* BEGIN Records for processing *

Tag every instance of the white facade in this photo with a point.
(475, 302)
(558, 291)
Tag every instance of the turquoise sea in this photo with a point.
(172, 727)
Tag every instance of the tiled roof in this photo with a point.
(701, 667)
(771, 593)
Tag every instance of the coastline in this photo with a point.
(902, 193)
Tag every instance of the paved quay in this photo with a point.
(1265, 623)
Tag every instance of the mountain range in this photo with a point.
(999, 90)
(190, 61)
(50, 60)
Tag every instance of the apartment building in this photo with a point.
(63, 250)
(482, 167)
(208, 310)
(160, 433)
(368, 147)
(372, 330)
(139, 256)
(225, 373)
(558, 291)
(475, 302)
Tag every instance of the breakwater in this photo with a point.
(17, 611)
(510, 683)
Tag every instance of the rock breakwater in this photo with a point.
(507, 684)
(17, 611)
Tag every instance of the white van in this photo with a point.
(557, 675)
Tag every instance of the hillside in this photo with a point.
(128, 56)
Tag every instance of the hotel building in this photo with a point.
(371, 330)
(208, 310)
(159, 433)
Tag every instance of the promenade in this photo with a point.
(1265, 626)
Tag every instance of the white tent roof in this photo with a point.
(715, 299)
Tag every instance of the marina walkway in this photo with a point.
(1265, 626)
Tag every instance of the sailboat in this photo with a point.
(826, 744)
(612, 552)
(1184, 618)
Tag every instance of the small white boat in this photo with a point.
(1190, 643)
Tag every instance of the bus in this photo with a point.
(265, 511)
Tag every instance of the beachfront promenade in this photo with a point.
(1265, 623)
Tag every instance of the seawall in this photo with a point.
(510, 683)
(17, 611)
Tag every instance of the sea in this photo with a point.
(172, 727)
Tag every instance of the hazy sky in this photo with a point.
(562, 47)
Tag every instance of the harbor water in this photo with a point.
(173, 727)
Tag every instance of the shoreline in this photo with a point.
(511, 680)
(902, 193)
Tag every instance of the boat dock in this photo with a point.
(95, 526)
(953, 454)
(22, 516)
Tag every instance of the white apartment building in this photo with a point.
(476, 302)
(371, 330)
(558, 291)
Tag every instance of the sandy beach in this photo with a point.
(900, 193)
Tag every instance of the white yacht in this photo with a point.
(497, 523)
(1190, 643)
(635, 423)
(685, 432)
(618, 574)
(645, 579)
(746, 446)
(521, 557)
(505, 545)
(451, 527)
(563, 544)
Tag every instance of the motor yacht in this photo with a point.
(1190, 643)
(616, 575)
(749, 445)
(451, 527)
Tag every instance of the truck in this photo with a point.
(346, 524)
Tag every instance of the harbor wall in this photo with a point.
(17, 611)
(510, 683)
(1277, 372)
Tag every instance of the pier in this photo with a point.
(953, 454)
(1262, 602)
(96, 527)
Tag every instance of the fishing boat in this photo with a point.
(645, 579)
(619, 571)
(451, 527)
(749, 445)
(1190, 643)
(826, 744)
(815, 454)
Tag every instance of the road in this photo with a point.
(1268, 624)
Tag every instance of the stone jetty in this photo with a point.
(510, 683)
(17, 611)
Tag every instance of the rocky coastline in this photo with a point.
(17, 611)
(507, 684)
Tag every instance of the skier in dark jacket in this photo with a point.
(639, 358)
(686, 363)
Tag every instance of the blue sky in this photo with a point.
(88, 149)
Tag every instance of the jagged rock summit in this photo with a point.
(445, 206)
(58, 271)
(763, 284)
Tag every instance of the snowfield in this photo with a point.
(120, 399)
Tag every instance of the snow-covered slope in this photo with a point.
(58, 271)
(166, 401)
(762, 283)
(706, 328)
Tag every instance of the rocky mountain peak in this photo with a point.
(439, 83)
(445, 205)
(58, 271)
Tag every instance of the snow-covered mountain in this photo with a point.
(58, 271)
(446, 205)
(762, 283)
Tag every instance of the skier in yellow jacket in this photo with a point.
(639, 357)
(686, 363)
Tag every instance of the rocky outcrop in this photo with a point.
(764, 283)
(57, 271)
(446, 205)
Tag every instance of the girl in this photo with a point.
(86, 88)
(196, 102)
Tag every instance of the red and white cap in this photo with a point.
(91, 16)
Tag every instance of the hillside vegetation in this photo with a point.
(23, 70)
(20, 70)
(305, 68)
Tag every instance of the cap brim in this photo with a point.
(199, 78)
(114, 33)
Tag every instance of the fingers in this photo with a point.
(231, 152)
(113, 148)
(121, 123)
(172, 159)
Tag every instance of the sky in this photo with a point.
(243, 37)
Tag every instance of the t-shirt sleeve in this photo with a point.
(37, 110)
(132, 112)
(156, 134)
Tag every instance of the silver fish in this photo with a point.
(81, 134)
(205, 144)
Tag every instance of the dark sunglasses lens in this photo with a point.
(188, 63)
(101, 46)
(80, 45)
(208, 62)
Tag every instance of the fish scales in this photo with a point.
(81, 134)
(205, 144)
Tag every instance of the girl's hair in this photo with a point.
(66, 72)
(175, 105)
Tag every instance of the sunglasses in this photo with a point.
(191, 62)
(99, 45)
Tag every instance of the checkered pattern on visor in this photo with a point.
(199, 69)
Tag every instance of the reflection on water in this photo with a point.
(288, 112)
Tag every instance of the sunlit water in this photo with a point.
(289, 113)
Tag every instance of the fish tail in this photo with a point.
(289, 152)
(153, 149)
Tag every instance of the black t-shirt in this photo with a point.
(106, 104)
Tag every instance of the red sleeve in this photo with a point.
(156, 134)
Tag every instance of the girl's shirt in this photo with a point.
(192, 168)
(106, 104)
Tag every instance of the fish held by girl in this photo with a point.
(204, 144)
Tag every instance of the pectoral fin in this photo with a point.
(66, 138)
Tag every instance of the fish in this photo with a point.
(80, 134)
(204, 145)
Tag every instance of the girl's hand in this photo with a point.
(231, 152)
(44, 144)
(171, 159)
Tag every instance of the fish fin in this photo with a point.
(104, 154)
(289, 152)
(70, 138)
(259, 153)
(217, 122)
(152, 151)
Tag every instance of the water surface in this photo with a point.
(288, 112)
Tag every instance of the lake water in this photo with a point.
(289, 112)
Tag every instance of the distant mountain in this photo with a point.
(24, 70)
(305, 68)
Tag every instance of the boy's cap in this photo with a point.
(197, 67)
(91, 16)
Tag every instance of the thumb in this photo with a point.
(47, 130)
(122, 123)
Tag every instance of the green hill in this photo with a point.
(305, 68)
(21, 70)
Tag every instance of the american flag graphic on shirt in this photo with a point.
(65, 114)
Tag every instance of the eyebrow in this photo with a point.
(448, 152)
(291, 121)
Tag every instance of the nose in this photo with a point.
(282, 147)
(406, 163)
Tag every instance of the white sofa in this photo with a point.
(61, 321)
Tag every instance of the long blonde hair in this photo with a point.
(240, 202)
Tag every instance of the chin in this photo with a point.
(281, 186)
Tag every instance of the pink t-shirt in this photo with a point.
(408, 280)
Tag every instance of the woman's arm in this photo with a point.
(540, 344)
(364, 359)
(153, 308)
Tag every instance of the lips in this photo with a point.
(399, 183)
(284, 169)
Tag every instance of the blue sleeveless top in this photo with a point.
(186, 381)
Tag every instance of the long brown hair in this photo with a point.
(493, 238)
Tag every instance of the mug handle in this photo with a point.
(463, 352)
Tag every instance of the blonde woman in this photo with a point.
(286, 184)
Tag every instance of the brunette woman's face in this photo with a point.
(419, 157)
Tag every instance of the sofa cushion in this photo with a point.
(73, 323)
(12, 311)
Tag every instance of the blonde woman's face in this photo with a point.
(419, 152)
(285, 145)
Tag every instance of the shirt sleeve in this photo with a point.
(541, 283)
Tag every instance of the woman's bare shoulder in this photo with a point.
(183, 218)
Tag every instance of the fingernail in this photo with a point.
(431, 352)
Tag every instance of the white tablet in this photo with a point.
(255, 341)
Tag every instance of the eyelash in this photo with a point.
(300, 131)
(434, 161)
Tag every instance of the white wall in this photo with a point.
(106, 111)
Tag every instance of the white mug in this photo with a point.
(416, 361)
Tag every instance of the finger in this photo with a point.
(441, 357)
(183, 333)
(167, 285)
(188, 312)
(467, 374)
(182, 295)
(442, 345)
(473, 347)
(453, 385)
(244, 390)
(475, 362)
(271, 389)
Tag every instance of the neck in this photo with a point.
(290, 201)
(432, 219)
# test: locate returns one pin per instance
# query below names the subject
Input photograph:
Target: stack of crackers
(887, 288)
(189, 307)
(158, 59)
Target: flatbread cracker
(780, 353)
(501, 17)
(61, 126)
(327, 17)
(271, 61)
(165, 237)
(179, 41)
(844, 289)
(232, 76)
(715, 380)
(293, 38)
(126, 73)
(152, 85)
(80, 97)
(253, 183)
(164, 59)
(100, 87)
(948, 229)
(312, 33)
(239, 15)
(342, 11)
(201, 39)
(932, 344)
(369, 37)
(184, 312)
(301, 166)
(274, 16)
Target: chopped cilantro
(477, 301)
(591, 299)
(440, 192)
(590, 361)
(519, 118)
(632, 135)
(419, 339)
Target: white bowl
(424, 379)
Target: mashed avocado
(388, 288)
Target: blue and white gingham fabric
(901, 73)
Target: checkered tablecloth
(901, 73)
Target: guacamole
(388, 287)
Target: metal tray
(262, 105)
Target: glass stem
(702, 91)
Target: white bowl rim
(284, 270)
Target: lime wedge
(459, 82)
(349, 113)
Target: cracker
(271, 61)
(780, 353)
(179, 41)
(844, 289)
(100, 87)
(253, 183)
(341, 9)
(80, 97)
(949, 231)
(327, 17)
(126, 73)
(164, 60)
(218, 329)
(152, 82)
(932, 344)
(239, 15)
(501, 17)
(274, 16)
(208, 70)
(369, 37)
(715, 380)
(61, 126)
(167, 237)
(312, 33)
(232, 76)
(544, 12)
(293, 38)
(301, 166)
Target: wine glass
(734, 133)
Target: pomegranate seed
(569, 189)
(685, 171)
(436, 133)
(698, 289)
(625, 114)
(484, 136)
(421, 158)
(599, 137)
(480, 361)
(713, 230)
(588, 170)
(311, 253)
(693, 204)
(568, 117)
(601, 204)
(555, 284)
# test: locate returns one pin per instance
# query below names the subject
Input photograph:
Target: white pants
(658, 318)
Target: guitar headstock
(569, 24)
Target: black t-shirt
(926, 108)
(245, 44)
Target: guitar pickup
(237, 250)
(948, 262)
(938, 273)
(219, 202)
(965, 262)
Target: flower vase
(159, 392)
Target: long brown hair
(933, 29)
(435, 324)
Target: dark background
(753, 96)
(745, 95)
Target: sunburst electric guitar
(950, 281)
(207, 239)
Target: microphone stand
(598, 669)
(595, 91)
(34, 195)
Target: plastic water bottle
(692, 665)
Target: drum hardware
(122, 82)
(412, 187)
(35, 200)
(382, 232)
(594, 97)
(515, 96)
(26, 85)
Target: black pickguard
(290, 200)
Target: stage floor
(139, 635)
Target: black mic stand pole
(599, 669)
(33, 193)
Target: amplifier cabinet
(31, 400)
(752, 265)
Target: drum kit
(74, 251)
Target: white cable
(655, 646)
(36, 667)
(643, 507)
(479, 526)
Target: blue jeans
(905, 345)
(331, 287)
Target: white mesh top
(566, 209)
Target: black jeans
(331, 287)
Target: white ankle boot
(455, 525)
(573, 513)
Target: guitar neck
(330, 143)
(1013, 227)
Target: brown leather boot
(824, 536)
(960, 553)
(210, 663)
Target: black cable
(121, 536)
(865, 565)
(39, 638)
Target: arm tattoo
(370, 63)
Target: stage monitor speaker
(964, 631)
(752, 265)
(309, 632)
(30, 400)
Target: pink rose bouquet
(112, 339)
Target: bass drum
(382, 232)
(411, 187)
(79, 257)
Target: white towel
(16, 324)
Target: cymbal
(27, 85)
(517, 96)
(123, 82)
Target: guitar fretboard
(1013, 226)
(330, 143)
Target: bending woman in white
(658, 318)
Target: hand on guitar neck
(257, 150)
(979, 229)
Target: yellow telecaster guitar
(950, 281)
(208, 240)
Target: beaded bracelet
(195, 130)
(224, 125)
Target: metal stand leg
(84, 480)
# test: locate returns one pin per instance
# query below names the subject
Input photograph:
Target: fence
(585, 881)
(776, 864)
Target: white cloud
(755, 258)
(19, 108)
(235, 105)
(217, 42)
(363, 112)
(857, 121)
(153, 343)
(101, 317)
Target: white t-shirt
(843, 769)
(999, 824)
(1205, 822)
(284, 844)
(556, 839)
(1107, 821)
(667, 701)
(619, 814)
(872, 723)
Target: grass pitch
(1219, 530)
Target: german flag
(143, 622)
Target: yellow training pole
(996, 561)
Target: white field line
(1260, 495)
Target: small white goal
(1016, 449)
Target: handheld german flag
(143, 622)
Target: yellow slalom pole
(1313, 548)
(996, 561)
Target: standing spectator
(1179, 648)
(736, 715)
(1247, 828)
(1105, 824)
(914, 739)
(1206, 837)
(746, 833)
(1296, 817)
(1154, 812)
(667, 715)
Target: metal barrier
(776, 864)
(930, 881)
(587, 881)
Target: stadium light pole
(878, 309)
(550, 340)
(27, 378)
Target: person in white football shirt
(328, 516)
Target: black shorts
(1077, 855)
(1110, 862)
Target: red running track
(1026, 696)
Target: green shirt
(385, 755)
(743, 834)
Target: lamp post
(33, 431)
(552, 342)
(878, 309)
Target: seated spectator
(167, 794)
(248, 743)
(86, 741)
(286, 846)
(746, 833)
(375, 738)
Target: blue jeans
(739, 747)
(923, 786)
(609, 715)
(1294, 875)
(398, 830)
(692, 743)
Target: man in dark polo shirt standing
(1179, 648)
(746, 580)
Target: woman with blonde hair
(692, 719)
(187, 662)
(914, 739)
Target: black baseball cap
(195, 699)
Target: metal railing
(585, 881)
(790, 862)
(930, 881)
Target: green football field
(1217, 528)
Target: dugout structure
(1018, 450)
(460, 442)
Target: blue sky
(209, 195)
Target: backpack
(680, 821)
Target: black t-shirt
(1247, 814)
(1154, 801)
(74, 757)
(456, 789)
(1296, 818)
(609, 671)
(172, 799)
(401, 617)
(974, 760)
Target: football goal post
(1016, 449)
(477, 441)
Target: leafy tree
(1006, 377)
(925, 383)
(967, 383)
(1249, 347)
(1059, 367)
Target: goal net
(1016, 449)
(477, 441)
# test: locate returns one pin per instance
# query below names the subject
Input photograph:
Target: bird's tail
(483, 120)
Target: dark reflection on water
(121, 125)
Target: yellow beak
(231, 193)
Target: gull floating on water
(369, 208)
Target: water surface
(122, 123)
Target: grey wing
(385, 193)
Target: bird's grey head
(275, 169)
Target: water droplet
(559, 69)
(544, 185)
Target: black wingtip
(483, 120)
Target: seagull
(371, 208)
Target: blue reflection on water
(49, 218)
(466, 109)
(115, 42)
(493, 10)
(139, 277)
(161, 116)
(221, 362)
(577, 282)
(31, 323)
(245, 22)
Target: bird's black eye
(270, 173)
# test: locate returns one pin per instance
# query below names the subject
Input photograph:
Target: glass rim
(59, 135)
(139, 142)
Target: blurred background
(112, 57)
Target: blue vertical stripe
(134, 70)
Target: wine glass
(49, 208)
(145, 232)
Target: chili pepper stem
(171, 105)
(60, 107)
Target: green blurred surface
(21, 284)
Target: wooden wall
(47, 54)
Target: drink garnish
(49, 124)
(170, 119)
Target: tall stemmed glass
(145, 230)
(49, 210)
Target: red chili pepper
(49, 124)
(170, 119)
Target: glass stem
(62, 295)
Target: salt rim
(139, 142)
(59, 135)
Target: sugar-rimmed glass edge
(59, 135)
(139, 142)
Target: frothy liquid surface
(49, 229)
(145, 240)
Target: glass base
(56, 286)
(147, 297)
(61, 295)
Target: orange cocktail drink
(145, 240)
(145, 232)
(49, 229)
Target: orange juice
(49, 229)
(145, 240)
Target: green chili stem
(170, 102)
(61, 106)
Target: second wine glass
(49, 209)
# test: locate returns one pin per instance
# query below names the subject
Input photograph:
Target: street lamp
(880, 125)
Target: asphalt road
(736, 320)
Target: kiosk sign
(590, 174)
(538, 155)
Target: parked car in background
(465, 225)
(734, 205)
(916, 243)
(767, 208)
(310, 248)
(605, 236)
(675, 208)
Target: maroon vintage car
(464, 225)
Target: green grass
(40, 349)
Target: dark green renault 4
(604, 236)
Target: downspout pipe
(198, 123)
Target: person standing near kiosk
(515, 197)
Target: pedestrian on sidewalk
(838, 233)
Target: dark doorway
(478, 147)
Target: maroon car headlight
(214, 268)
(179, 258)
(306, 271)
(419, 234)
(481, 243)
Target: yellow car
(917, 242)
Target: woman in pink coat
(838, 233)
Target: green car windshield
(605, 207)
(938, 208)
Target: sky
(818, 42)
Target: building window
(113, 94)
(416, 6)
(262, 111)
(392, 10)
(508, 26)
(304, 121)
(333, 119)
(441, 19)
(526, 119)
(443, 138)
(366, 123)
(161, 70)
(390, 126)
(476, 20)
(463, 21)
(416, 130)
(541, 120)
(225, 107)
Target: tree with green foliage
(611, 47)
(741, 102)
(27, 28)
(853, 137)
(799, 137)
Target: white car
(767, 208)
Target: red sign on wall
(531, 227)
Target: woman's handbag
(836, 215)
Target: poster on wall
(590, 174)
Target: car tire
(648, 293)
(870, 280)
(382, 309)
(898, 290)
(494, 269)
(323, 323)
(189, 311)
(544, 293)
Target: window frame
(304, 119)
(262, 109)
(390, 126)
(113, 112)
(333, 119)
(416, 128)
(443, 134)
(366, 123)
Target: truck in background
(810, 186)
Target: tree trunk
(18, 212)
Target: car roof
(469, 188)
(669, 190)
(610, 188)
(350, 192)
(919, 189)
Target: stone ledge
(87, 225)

* END Records for processing *

### Stated task
Reproduce exactly the line containing "Target: downspout pipe" and every line after it through the end of the records above, and nothing else.

### Full answer
Target: downspout pipe
(198, 123)
Target: person standing near kiosk
(515, 197)
Target: pedestrian on sidewalk
(838, 233)
Target: dark doorway
(478, 147)
Target: maroon car headlight
(214, 268)
(179, 258)
(306, 271)
(419, 234)
(481, 243)
Target: yellow car
(917, 242)
Target: woman in pink coat
(838, 233)
Target: green car windshield
(605, 207)
(938, 208)
Target: sky
(818, 42)
Target: building window
(113, 94)
(416, 6)
(262, 111)
(392, 10)
(508, 26)
(304, 121)
(333, 119)
(441, 19)
(526, 119)
(443, 138)
(366, 123)
(161, 70)
(390, 126)
(476, 20)
(463, 21)
(416, 130)
(541, 120)
(225, 107)
Target: tree with green foliage
(611, 47)
(741, 102)
(27, 28)
(853, 137)
(799, 137)
Target: white car
(767, 208)
Target: red sign on wall
(531, 227)
Target: woman's handbag
(836, 215)
Target: poster on wall
(590, 174)
Target: car tire
(648, 293)
(870, 280)
(382, 309)
(898, 290)
(494, 269)
(323, 323)
(189, 311)
(544, 293)
Target: window frame
(304, 119)
(262, 109)
(390, 126)
(113, 112)
(333, 119)
(416, 128)
(443, 134)
(366, 123)
Target: truck in background
(810, 186)
Target: tree trunk
(18, 212)
Target: car roof
(469, 188)
(669, 190)
(610, 188)
(350, 192)
(919, 189)
Target: stone ledge
(87, 225)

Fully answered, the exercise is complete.